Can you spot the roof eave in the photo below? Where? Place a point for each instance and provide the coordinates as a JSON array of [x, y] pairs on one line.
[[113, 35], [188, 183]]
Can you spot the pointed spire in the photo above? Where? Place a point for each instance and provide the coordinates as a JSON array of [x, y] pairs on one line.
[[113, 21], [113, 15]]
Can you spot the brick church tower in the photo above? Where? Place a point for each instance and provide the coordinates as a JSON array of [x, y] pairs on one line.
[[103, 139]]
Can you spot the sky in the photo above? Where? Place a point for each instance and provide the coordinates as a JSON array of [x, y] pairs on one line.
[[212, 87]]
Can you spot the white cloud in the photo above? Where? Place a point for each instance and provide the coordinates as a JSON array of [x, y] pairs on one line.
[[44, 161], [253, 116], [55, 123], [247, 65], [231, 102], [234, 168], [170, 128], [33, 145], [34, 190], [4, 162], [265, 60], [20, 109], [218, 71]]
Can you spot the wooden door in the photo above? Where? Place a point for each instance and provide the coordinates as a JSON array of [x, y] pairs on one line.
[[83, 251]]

★ ★ ★ ★

## Problem details
Repeat each entry above exactly as it appears.

## Solution for this problem
Can you spot the roof eave in the photo below? Where? Place a point for each instance and provide the coordinates as a JSON array of [x, y] pairs on one line.
[[113, 35], [188, 183]]
Can you spot the pointed spire in the photo above? Where? Place a point for each instance and provide the coordinates as a JSON array of [x, y] pairs on one line.
[[113, 21], [113, 15]]
Can you spot the brick church tower in the photo above? Where? Place a point for each instance and provide the coordinates as a JSON array of [x, y] pairs on one line.
[[103, 139]]
Can you spot the sky in the photo above? Where? Place a point for each instance and provide the coordinates as a JSON array of [x, y] pairs on one line.
[[212, 87]]
Can you spot the white cloud in the photo above? Where? Place a point for each instance and provide the coordinates as a JSON array of [x, y] pairs on one line.
[[44, 161], [253, 116], [55, 123], [247, 65], [231, 102], [234, 168], [170, 128], [33, 145], [34, 190], [4, 162], [265, 60], [20, 109], [218, 71]]
Can you spot the wooden door in the photo above? Where? Place a point for each instance and provide the coordinates as a JSON array of [x, y] pairs on one line.
[[83, 251]]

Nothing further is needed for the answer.